## 課題の指示
医学部を目指す娘についての文章から、「悲しみにくれた声を絞り出して告げると、」から「と、突然、語気を強めた。」までを、両端も含めて書き写しなさい。その際、「車椅子」をすべて「松葉杖」に入れ替えること。

## 読解用の抜粋
^^^^

「今回も不合格。なんで? 頑張ったのに」
娘の声がスマホから消え入りそうになる。
こみ上げる涙とともに鼻をすする音が大きくなり、声はかすれ、時々咳き込んだ。
「私はな、自分のためじゃなく、僻地という医療の狭間に光を授けたいだけなんよ」
悲しみにくれた声を絞り出して告げると、
「私の願いが天に届くまで、諦めんから」
と、気持ちを切り替えるように不合格通知を封筒にしまう音と共に、電話は切れた。
三十歳を迎える薬剤師の彼女が、医学部受験を決意したのには理由がある。
五年前のこと。仲間とバレーボール中、両膝に激痛を覚えた私は診察を受けようとした。ところが、岡山と兵庫の県境にある地方病院には、大学病院からの医師は週に一度しか訪れない。痛みをこらえ、その日を待ち、診断結果までに、さらに一週間。半月板損傷と診断されたものの、通院しても好転せず、車椅子で大学病院への通院が決まるまで三ヶ月。
大学病院の廊下で私の車椅子を押す娘が、
「どんな片田舎に住んでいる人にも、医療サービスを平等に受ける権利はあるはずじゃろ。じゃから、微力でも私が道を拓きたいんよ」
と、突然、語気を強めた。
驚いて振り向くと、目にいっぱい涙をため、「私は、お母さんみたいな人を一人でも助けたいんよ。三十歳でも女でも、人生は一度きりじゃから、自分の願いに挑みたいんよ。それが誰かを幸せにできるなら本望じゃわ」

^^^^

保存済みの項目
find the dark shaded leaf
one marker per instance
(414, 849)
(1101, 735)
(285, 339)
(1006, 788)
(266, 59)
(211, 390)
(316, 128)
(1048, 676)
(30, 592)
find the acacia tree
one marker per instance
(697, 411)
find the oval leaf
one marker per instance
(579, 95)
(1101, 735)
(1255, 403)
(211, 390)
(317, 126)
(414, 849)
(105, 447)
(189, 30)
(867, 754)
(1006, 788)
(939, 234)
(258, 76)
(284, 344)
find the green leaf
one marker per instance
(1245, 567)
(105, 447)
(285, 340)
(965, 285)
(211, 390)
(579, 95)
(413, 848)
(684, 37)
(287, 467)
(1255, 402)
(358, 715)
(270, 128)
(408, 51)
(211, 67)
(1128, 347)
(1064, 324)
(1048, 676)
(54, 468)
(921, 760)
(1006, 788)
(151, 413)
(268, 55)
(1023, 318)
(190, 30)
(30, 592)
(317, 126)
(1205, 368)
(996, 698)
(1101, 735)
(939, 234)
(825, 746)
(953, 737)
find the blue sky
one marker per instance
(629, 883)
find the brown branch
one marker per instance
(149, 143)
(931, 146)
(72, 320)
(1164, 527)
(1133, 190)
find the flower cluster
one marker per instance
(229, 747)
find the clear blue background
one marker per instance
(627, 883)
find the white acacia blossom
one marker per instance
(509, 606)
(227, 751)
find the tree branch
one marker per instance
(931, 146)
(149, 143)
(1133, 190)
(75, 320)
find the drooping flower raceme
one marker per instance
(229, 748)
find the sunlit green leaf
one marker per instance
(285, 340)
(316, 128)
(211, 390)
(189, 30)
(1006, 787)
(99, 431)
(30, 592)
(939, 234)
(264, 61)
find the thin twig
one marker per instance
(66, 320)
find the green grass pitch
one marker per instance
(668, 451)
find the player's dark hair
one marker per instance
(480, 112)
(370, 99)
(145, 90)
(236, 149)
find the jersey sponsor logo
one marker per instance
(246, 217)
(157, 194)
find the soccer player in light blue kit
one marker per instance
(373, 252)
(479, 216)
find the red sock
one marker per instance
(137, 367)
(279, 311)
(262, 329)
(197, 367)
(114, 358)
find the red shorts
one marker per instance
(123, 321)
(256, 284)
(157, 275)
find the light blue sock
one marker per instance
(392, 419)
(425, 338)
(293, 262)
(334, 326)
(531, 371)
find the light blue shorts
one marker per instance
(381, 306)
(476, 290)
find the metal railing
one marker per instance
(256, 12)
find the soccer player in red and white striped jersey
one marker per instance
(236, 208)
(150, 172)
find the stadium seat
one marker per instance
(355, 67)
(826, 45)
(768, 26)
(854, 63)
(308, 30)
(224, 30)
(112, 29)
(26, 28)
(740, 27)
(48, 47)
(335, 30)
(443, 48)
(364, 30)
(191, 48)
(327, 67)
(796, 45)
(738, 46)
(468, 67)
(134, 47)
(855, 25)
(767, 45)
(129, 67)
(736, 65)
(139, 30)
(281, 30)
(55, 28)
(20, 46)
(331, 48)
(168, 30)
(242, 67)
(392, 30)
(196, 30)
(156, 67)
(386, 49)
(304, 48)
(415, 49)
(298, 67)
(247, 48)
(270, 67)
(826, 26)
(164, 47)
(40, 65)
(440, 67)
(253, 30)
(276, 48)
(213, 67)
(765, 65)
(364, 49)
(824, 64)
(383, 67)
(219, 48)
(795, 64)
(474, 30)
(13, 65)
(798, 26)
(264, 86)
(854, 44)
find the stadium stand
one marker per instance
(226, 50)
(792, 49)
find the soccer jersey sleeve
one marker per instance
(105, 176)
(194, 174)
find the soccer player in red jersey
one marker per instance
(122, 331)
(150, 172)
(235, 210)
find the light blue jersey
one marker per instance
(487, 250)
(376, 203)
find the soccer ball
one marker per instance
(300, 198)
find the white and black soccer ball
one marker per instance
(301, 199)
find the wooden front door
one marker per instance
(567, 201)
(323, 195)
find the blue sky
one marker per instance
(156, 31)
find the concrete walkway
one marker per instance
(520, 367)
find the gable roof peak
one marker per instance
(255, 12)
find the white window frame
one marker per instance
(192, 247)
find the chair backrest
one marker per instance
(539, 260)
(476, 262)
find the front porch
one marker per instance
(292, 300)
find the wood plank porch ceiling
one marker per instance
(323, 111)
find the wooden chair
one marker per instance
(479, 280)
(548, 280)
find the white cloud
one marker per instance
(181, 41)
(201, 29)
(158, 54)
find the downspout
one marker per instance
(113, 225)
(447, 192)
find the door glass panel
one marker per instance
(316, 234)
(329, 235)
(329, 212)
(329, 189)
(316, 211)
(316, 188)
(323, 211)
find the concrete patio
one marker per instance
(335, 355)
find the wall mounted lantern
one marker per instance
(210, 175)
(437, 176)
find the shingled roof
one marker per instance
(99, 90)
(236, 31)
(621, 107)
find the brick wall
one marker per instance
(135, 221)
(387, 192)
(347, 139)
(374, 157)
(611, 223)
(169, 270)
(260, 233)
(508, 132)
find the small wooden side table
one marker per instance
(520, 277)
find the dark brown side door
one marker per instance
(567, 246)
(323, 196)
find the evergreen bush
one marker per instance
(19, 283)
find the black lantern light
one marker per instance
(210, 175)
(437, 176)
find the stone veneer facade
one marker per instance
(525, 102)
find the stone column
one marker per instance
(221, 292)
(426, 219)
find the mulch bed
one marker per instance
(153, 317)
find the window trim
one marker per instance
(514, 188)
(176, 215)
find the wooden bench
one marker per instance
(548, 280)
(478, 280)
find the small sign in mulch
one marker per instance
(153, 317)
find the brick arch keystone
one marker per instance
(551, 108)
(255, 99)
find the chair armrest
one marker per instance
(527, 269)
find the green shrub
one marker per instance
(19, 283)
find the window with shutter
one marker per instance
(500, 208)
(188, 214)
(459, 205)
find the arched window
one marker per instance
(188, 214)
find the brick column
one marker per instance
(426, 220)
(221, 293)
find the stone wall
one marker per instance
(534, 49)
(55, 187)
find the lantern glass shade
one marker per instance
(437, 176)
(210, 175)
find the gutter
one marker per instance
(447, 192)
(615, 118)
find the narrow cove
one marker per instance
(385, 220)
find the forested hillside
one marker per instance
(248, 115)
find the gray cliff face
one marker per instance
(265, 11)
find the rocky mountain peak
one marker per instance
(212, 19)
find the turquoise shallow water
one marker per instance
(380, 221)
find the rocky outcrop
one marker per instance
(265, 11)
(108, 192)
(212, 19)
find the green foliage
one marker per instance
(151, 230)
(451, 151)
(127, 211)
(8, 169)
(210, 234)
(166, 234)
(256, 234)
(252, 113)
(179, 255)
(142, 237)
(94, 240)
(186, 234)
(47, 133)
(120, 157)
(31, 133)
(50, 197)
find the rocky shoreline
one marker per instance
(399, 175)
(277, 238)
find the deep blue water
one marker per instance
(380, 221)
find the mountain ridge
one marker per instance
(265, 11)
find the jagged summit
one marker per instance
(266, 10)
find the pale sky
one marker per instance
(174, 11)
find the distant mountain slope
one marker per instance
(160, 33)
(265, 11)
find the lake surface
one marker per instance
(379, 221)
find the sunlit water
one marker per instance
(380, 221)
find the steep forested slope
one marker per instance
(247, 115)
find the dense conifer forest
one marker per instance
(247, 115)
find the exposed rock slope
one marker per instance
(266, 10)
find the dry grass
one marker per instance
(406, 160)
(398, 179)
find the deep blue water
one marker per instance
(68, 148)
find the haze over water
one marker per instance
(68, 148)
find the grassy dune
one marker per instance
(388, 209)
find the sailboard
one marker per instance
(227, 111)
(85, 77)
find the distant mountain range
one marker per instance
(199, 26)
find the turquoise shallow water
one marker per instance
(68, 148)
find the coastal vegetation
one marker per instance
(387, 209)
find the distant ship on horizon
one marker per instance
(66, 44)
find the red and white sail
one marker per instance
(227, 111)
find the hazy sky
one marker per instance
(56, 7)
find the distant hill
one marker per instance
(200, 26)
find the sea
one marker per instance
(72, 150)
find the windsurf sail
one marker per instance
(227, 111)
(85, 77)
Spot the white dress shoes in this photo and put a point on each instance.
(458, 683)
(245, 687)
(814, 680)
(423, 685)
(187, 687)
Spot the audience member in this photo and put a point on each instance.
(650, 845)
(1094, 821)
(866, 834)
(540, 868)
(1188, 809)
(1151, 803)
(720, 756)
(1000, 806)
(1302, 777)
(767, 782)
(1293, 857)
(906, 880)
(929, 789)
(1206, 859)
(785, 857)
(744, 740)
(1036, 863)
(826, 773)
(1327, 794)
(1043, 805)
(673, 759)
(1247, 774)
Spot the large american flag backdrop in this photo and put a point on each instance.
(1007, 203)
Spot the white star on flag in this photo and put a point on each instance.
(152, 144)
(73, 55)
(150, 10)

^^^^

## 記述解答
悲しみにくれた声を絞り出して告げると、
「私の願いが天に届くまで、諦めんから」
と、気持ちを切り替えるように不合格通知を封筒にしまう音と共に、電話は切れた。
三十歳を迎える薬剤師の彼女が、医学部受験を決意したのには理由がある。
五年前のこと。仲間とバレーボール中、両膝に激痛を覚えた私は診察を受けようとした。ところが、岡山と兵庫の県境にある地方病院には、大学病院からの医師は週に一度しか訪れない。痛みをこらえ、その日を待ち、診断結果までに、さらに一週間。半月板損傷と診断されたものの、通院しても好転せず、松葉杖で大学病院への通院が決まるまで三ヶ月。
大学病院の廊下で私の松葉杖を押す娘が、
「どんな片田舎に住んでいる人にも、医療サービスを平等に受ける権利はあるはずじゃろ。じゃから、微力でも私が道を拓きたいんよ」
と、突然、語気を強めた。